Image point annotation entries
Begin

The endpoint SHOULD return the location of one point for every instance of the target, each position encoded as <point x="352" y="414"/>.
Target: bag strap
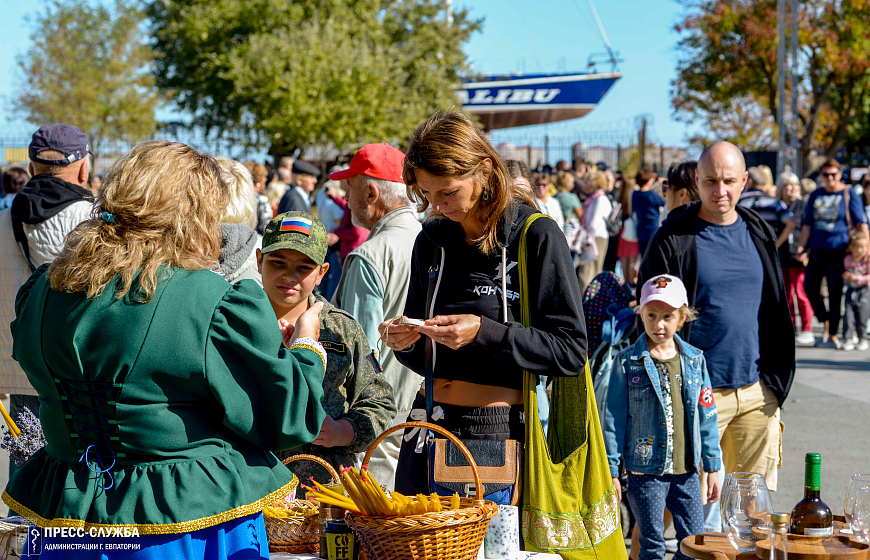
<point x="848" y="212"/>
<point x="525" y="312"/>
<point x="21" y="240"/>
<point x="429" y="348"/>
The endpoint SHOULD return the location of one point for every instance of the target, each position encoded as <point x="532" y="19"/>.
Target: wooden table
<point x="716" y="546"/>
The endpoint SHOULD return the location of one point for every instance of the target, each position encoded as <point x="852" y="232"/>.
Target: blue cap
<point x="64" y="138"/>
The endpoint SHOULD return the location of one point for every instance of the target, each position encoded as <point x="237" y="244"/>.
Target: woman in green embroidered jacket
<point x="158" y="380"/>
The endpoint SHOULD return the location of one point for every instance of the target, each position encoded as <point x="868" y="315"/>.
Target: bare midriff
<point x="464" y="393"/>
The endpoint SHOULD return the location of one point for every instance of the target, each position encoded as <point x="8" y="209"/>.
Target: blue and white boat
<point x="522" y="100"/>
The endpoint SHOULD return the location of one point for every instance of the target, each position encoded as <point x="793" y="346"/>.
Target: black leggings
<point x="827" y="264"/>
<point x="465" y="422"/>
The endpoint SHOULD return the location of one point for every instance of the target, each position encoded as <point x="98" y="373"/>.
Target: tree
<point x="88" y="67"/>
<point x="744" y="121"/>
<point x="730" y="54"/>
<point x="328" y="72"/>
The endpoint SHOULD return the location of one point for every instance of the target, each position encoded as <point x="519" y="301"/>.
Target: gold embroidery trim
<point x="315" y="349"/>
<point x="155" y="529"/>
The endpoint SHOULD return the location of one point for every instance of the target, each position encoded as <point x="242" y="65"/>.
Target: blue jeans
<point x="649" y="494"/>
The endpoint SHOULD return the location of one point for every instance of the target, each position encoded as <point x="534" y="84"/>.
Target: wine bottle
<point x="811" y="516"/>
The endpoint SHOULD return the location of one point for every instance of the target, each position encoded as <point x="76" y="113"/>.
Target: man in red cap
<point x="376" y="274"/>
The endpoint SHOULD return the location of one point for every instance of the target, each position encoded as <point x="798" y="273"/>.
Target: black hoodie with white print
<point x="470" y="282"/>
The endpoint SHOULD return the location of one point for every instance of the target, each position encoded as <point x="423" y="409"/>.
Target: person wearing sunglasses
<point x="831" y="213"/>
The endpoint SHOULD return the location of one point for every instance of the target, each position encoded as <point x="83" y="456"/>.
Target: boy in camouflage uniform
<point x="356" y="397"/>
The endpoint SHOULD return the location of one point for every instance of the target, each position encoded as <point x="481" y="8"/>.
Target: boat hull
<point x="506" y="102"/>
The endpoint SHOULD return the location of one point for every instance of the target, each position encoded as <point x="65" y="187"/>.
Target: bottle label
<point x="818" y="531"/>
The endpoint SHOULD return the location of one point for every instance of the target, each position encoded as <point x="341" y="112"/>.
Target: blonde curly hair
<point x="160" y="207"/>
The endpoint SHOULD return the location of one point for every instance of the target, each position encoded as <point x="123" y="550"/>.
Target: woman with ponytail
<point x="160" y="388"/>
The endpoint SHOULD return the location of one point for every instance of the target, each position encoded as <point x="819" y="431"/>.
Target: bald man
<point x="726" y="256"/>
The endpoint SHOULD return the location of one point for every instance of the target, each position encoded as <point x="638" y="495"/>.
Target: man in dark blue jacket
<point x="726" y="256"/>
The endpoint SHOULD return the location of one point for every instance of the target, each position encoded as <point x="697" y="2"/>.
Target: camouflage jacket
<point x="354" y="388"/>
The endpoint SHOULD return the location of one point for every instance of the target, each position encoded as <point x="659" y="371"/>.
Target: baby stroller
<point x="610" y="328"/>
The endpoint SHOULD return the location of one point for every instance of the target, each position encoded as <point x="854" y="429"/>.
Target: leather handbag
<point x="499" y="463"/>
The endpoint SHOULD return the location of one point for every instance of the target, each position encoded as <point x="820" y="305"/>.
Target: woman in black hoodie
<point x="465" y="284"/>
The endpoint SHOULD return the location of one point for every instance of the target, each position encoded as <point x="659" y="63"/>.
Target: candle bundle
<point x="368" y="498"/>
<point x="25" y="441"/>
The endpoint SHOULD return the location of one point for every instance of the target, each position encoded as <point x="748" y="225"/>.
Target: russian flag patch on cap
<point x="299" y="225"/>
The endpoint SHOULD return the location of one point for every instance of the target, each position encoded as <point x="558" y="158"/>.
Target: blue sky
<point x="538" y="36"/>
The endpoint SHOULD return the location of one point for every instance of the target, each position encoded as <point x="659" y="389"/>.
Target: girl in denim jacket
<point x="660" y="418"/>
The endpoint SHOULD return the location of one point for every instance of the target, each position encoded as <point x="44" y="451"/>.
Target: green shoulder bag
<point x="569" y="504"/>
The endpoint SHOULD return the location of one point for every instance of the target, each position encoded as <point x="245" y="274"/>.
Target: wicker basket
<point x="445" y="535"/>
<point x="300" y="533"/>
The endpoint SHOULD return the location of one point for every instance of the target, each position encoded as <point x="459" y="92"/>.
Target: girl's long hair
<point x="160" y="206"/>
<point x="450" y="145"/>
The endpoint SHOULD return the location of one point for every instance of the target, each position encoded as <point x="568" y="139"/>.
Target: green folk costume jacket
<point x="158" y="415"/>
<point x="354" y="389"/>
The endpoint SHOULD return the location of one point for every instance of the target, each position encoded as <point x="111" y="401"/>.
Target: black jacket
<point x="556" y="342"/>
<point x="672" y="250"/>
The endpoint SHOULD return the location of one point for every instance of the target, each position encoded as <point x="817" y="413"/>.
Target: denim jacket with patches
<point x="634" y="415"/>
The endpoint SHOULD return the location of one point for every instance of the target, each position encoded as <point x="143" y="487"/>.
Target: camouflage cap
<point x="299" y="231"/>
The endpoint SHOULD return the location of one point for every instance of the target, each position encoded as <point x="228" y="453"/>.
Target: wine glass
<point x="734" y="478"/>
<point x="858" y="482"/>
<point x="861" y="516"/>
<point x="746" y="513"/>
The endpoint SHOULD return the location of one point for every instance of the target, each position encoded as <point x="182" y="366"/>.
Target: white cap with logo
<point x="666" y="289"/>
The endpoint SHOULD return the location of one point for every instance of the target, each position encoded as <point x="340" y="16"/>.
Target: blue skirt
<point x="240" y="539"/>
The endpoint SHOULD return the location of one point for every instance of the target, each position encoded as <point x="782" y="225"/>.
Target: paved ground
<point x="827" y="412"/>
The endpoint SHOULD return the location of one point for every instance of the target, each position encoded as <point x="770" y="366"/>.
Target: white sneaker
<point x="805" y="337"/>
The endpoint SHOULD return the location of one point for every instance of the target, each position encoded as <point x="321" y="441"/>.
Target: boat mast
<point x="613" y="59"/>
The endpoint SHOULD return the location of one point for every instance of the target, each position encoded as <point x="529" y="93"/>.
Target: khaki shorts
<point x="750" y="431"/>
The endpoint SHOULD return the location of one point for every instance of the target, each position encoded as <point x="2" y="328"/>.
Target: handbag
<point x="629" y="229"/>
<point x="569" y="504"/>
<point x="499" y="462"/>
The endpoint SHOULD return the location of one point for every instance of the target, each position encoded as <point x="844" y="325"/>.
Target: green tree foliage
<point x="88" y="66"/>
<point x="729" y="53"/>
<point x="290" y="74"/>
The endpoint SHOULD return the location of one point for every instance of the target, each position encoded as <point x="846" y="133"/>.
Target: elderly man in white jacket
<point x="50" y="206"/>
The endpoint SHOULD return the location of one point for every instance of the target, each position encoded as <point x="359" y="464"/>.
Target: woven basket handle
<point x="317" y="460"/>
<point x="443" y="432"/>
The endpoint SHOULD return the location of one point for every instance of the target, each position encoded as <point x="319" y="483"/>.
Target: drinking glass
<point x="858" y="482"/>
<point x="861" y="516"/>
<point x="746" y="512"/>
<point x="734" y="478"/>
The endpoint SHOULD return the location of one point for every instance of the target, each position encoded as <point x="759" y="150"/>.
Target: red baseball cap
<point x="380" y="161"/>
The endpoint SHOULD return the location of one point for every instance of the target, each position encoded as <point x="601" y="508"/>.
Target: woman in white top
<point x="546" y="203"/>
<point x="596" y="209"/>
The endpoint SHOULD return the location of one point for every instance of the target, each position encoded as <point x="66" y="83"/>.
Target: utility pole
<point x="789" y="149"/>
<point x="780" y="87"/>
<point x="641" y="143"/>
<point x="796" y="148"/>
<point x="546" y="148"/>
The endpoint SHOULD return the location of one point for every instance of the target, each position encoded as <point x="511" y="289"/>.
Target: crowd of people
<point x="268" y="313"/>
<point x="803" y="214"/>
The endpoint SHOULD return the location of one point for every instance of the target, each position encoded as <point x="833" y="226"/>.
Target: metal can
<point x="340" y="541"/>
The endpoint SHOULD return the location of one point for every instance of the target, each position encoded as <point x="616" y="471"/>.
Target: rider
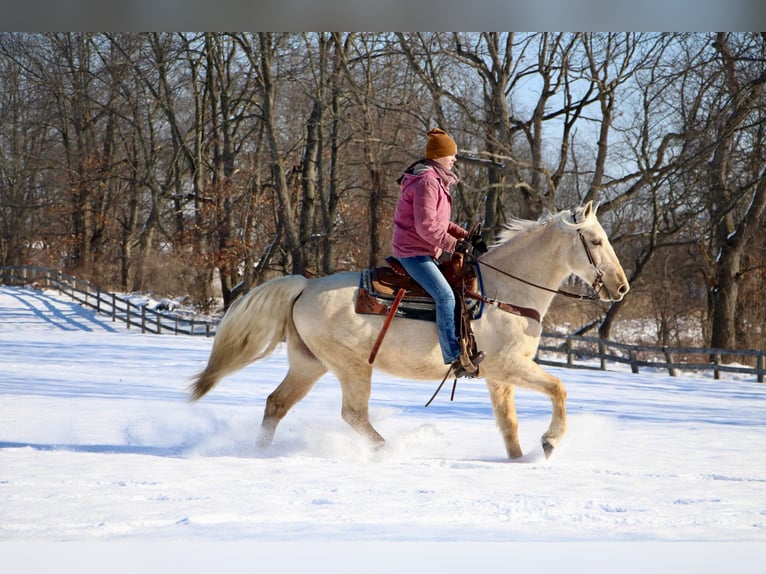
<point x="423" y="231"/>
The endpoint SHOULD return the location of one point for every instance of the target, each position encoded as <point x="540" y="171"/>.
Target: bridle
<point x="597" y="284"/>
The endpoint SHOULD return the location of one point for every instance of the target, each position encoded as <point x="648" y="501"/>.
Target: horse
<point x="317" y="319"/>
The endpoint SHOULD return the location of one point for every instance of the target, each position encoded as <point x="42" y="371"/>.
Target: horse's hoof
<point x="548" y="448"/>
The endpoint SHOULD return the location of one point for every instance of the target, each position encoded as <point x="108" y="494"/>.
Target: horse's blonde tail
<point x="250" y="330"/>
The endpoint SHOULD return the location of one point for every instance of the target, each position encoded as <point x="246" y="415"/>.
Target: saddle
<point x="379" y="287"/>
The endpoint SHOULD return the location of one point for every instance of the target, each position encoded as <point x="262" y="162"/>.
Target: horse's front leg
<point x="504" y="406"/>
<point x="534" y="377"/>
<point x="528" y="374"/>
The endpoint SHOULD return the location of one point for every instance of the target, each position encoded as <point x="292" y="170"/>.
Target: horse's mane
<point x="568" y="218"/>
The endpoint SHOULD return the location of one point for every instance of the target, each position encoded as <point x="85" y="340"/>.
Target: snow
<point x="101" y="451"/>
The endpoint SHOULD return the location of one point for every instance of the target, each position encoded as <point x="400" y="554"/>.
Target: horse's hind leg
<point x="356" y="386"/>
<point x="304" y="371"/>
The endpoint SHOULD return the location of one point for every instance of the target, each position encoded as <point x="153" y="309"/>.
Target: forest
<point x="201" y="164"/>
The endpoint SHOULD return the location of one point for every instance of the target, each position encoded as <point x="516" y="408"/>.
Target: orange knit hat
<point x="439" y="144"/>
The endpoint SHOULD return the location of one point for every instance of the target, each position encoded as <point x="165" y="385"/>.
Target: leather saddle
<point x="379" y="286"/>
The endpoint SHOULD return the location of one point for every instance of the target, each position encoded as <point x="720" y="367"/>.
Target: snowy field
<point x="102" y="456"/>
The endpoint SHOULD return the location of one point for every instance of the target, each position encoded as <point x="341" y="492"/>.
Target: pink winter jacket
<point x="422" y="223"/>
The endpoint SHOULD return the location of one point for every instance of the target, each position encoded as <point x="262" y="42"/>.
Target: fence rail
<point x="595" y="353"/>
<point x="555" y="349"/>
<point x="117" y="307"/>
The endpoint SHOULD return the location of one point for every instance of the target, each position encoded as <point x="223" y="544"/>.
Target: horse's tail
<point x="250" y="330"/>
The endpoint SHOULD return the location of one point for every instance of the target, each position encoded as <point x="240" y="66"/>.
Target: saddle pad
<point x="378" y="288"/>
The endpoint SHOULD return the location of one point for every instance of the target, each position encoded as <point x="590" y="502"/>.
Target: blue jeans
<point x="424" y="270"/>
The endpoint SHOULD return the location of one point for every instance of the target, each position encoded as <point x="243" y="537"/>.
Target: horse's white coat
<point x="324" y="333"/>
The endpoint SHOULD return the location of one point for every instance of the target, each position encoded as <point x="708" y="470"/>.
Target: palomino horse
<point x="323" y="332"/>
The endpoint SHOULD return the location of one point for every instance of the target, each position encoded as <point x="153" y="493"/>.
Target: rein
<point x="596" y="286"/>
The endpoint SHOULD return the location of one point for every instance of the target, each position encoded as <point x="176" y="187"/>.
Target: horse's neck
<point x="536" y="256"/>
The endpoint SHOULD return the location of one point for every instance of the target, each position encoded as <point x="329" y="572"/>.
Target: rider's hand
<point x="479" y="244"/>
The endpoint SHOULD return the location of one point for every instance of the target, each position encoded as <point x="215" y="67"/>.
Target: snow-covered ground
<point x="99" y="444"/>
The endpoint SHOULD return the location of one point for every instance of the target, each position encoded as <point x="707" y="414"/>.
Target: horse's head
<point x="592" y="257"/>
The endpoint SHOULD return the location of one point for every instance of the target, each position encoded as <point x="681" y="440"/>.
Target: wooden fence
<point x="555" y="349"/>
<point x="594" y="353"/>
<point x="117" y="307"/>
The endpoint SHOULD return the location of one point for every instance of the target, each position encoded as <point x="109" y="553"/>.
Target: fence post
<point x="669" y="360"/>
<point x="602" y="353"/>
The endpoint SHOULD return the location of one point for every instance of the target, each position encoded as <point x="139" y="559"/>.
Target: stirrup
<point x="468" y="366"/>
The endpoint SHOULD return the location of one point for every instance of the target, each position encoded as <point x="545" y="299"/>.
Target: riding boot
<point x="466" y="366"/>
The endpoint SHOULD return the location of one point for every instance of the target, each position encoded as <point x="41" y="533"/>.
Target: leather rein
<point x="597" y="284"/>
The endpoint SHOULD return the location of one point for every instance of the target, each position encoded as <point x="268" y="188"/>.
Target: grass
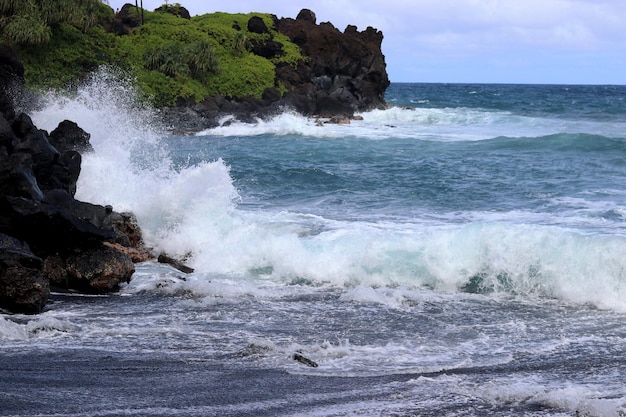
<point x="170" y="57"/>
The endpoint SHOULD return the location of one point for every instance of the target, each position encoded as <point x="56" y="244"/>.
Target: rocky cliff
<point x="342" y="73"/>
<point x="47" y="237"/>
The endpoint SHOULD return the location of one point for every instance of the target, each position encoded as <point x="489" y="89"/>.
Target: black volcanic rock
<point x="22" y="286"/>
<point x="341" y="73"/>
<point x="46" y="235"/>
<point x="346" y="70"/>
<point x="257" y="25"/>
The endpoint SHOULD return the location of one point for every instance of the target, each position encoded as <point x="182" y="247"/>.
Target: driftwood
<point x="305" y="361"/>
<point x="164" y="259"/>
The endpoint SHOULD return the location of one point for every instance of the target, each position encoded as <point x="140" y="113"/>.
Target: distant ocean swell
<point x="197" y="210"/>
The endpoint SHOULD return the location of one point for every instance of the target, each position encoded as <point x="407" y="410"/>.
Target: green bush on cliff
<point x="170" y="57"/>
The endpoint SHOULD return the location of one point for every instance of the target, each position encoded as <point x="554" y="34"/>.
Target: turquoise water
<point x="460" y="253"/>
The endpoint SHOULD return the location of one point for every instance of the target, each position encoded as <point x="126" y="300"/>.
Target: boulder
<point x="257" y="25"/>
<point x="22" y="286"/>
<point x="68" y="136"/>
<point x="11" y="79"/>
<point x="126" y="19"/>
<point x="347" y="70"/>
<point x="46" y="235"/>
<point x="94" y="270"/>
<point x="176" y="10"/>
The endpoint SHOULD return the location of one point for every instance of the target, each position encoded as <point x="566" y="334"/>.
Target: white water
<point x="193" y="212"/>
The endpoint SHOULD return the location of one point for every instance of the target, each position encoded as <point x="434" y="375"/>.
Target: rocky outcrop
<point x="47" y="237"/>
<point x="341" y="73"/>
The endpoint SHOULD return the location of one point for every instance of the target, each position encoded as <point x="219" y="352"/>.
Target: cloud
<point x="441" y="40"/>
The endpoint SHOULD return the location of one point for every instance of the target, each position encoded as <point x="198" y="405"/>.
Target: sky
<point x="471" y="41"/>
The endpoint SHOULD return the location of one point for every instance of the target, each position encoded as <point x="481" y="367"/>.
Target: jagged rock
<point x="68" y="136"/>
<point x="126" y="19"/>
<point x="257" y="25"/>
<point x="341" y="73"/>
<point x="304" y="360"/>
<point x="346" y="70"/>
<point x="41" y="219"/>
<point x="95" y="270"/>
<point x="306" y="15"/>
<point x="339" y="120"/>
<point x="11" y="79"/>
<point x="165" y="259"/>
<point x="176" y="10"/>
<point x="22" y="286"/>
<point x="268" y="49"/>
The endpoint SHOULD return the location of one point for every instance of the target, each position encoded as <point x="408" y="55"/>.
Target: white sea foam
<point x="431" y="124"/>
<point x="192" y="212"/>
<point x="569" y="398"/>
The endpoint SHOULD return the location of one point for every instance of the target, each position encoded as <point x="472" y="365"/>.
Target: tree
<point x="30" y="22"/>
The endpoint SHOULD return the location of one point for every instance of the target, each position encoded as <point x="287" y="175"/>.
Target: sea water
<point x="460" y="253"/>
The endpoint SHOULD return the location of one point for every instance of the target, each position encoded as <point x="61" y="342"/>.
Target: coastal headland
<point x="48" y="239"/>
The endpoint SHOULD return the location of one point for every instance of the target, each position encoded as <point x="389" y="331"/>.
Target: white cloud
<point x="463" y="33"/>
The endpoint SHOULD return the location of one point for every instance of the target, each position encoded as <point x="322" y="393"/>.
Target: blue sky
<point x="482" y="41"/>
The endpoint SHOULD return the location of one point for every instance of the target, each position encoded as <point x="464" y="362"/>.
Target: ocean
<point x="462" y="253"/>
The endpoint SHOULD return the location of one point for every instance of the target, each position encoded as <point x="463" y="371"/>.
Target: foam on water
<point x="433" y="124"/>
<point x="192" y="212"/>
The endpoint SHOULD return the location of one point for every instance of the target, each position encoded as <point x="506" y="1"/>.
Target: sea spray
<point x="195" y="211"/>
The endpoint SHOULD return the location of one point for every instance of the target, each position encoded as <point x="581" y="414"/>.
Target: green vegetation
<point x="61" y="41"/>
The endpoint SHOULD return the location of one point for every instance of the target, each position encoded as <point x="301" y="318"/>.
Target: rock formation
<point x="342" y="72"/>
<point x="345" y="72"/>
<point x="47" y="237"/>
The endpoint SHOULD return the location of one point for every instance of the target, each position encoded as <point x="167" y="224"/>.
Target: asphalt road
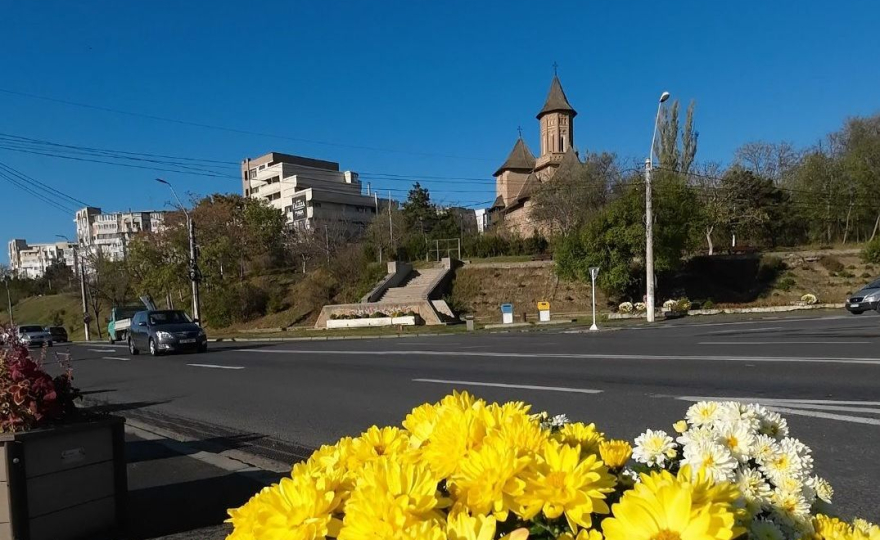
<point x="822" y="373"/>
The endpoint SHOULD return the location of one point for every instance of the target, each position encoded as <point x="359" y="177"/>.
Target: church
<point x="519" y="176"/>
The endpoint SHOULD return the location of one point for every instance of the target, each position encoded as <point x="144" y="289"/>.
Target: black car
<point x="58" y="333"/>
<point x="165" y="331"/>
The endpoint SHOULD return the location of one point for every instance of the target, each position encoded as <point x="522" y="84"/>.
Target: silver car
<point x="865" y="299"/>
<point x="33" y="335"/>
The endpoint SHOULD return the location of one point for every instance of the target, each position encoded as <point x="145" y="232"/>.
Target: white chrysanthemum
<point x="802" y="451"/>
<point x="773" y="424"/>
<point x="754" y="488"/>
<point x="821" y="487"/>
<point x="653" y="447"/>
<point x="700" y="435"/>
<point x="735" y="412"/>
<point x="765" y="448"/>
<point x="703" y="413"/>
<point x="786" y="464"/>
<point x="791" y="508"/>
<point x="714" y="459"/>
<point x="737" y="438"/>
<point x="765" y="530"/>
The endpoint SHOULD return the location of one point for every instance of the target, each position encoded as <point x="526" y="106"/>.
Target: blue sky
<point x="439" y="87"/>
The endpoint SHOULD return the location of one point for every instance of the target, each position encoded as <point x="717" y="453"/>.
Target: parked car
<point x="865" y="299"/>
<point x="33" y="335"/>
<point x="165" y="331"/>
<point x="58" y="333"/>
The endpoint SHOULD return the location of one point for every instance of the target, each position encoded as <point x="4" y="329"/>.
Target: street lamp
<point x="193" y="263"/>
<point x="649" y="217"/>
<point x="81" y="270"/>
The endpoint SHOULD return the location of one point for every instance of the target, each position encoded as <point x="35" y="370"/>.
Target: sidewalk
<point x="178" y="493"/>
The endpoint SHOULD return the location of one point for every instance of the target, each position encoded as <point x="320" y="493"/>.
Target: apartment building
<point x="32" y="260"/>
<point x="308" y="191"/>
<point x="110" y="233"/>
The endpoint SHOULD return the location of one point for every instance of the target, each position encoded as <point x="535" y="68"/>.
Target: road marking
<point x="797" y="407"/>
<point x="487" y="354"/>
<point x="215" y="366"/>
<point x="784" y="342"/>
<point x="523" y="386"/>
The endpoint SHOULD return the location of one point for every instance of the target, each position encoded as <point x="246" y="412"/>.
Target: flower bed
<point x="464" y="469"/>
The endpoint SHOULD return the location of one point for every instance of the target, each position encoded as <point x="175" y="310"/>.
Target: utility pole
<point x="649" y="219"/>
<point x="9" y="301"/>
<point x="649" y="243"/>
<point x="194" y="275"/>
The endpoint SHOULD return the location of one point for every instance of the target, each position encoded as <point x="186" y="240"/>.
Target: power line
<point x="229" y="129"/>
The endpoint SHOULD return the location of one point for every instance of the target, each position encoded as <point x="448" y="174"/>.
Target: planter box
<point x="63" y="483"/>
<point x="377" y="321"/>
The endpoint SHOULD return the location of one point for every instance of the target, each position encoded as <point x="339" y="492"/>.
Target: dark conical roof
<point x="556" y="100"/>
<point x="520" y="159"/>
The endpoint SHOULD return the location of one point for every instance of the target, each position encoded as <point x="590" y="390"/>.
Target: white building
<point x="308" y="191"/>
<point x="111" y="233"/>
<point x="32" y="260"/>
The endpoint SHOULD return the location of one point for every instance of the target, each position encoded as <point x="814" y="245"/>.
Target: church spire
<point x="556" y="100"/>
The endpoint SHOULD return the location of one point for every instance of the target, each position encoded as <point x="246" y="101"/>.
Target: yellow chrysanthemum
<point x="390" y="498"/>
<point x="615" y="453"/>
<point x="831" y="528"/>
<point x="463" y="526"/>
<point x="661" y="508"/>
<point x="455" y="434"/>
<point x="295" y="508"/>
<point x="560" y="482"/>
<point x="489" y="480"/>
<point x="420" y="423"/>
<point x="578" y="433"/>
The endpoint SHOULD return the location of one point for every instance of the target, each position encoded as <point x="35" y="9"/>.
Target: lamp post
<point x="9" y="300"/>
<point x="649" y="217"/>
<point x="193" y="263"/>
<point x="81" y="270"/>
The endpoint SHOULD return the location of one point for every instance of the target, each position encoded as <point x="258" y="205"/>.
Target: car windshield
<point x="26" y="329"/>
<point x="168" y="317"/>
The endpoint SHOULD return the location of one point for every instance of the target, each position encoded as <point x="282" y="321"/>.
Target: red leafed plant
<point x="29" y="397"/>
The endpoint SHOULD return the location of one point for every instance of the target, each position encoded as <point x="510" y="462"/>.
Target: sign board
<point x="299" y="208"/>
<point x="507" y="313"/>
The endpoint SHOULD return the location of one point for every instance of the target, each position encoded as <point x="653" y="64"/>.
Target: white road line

End

## GOAL
Report each line of the entries above that contains the string "saddle", reproducing every such line in full. Treat the match as case-sensitive.

## THE RESULT
Target: saddle
Target: leather saddle
Target: saddle pad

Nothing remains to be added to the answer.